<!-- ---
reviewed_on: "2024-10-11"
--- -->

# First control

## Import necessary packages

In [2]:
import matplotlib.pyplot as plt
import numpy as np
import torch

## Loading the dataset

Our dataset is the [CIFAR-10](https://www.cs.toronto.edu/~kriz/cifar.html) dataset consists of $60000$ $32 \times 32$ color images in $10$ classes, with $6000$ images per class. The classes are:

- airplane.

- automobile.

- bird.

- cat.

- deer.

- dog.

- frog.

- horse.

- ship.

- truck.

In [None]:
from torchvision import datasets, transforms


# Define a transform to normalize the data
transform = transforms.Compose([transforms.ToTensor(),
								transforms.Normalize((0.5, 0.5, 0.5), (0.5, 0.5, 0.5)),
								])

# Download and load the training data
trainset = datasets.CIFAR10("~/.pytorch/CIFAR-10/", download=True, train=True, transform=transform)
trainloader = torch.utils.data.DataLoader(trainset, batch_size=64, shuffle=True)

In [4]:
classes = [
			"airplane",
			"automobile",
			"bird",
			"cat",
			"deer",
			"dog",
			"frog",
			"horse",
			"ship",
			"truck"
		]

To check if the dataset is correct, we will check the number of instances per label.

In [None]:
from collections import Counter


# Extract all labels
labels = [label for _, label in trainset]

# Count the number of records per label
label_counts = Counter(labels)

for i, count in label_counts.items():
	print(f"{classes[i]}: {count}")

In [None]:
dataiter = iter(trainloader)
images, labels = next(dataiter)

print(type(images))
print(images.shape)

To display the image we could use `plt.imshow`, but that function expects the image data to have the form `(height, width, channels)`, so to use it we must manipulate the tensor.

In [84]:
img = images[0].permute(1, 2, 0).numpy() # Reorder the array and conver it
										 # into a numpy array

The `plt.imshow` also expects the input range to be in the range of $0$ to $1$, to ensure that we must normalize the image for proper display.

In [85]:
# Normalize the image to the range [0, 1]
img = (img - img.min()) / (img.max() - img.min())

In [None]:
plt.imshow(img)
plt.show()

## Manual implementation of a neural network

In the guide the implemented neural network had $256$ neurons in the hidden layer, so we will create one with the same amount, using the sigmoid activation function.
□ □ □ □ □
EXERCISE SET:
(1) Please rewrite the CIFAR-10 notebook from "images, labels = next(dataiter)" down to "manipulate the tensor.", switching "images" to "batch".
(2) What batch size does the CIFAR-10 notebook set for its training data loader?
(3) Carry on the CIFAR-10 notebook past its final sentence.

INFORMATION GIVEN:
□ □ □ □ □
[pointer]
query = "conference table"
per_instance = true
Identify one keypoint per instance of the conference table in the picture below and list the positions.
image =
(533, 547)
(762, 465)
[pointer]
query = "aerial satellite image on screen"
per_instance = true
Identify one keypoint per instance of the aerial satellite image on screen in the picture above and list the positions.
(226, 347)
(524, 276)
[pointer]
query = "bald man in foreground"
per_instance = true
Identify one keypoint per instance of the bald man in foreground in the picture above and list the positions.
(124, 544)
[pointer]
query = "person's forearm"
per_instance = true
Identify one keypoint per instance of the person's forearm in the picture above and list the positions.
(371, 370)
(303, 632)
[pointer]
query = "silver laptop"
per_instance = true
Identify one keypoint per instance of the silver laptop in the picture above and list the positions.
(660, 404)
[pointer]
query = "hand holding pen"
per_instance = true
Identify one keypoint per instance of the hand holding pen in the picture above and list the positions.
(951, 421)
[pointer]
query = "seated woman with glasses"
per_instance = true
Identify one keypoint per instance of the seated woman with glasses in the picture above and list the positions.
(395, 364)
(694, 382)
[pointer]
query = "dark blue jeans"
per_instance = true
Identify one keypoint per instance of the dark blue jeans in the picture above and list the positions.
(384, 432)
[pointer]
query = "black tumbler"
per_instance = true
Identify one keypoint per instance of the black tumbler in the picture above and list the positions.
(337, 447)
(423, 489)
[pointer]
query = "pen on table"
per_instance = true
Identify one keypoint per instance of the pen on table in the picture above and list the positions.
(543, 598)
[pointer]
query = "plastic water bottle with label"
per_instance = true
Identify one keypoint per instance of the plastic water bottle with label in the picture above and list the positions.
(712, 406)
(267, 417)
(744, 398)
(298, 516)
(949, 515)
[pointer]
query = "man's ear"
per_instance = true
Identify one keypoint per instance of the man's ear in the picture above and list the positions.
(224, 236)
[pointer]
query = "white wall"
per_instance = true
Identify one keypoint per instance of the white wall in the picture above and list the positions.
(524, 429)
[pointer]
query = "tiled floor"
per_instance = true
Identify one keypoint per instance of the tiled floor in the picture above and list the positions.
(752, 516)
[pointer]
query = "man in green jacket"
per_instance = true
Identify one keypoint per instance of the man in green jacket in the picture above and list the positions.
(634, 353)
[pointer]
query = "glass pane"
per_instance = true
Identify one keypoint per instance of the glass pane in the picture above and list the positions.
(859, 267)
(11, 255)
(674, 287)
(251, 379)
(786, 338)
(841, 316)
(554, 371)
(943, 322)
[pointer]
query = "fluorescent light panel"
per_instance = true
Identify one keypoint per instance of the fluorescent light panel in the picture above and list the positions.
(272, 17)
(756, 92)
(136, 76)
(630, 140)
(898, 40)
□ □ □ □ □
EXERCISE ANSWERS:
(1)
batch, labels = next(dataiter)

print(type(batch))
print(batch.shape)

To display the image we could use `plt.imshow`, but that function expects the image data to have the form `(height, width, channels)`, so to use it we must manipulate the tensor.

(2) 64

(3)
In [None]:
def activation(x):
	return 1 / (1 + torch.exp(-x))

inputs = images.view(images.shape[0], -1) # (64, 3072), 3072 = 3 * 32 * 32

W_1 = torch.randn(3072, 256)
B_1 = torch.randn(256)

W_2 = torch.randn(256, 10)
B_2 = torch.randn(10)

h = activation(torch.mm(inputs, W_1) + B_1)
output = activation(torch.mm(h, W_2) + B_2)
print(output)

Following the guide, now we will calculate the probability distribution using the softmax function.

In [None]:
def softmax(x):
	return torch.exp(x) / torch.sum(torch.exp(x), dim=1).view(-1, 1)

probabilities = softmax(output)
print(probabilities.shape)
print(probabilities.sum(dim=1))

## Building a neural network with PyTorch

In [12]:
from torch import nn

In [13]:
class Network(nn.Module):
	def __init__(self):
		super().__init__()

		self.fc1 = nn.Linear(3072, 128)
		self.fc2 = nn.Linear(128, 64)
		self.fc3 = nn.Linear(64, 10)

		self.ReLU = nn.ReLU()
		self.softmax = nn.Softmax(dim=1)

	def forward(self, x):
		x = self.fc1(x)
		x = self.ReLU(x)
		x = self.fc2(x)
		x = self.ReLU(x)
		x = self.fc3(x)
		x = self.ReLU(x)
		x = self.softmax(x)

		return x

In [None]:
model = Network()
model

### Using `torch.nn.functional`

In [None]:
import torch.nn.functional as F


class Network(nn.Module):
	def __init__(self):
		super().__init__()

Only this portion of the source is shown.